Copy the items below word for word, starting at the line containing "Each block tagged" and ending at the line containing "positive clicks: (8, 15)", including both of those lines.

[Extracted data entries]
┄┄┄┄┄┄
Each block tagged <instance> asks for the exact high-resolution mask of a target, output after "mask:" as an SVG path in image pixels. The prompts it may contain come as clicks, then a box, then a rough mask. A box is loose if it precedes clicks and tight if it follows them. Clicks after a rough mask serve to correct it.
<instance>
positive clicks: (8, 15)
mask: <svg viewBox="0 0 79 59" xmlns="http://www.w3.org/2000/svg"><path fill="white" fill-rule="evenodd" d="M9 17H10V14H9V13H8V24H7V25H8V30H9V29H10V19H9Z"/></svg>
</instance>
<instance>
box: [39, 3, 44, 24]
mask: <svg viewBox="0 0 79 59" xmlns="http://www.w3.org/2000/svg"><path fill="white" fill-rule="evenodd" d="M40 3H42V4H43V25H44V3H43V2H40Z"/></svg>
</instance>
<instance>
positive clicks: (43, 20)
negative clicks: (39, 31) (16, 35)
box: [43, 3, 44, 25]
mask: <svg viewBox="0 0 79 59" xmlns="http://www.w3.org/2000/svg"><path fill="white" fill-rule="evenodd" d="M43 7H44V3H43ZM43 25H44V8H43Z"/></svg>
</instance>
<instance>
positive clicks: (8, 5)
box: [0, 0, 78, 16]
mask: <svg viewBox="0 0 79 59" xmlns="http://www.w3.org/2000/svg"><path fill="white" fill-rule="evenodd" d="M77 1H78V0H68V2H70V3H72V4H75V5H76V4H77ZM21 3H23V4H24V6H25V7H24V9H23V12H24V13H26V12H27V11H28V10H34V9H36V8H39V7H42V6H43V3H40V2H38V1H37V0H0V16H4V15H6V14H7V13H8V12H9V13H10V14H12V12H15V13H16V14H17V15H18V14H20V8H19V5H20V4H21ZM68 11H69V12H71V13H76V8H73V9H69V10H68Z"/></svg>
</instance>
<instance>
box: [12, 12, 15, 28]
┄┄┄┄┄┄
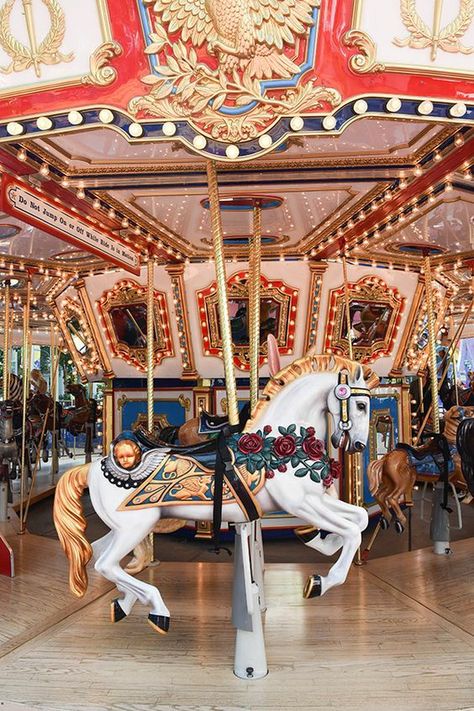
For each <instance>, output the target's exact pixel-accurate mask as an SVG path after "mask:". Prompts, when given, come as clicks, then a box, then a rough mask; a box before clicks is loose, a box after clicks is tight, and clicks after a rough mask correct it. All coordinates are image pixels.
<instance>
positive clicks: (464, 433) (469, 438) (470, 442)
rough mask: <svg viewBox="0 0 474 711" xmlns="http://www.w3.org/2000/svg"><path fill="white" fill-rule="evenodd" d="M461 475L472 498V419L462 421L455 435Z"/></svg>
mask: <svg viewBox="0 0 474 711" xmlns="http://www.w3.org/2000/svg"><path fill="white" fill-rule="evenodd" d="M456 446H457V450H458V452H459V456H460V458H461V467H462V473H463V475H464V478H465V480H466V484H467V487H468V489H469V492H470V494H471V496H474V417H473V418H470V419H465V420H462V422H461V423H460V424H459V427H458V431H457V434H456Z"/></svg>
┄┄┄┄┄┄
:: Task response ::
Each block tagged <instance> asks for the exact high-resolution mask of a target, output after "mask:" as an SVG path in image pixels. The prompts it may contain come as clicks, then a box, then a rough mask. A box is loose if it precedes clicks and tight if it follows them. Clicks after a rough mask serve to correct it.
<instance>
positive clicks: (8, 15)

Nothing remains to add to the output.